> YOUR OBJECTIVE:
Please print out every entry below, verbatim.

> INPUT DATA:

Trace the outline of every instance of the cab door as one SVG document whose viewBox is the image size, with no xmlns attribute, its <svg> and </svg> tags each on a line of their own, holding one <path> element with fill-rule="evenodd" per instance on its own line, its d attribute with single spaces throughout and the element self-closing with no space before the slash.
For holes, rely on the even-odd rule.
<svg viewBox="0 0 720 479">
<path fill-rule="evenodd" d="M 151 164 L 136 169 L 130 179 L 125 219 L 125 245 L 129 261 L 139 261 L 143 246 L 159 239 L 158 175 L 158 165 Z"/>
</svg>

> SOLUTION FOR THIS EXERCISE:
Trace the outline of every instance of the cab door as one SVG document whose viewBox is the image size, with no xmlns attribute, its <svg> and </svg> tags each on a line of their own, holding one <path> element with fill-rule="evenodd" per instance on its own line, its d attribute with single spaces throughout and the element self-closing with no space before the slash.
For holes, rely on the even-odd rule.
<svg viewBox="0 0 720 479">
<path fill-rule="evenodd" d="M 151 164 L 136 169 L 130 179 L 125 219 L 125 245 L 129 261 L 139 261 L 143 246 L 159 239 L 158 175 L 158 165 Z"/>
</svg>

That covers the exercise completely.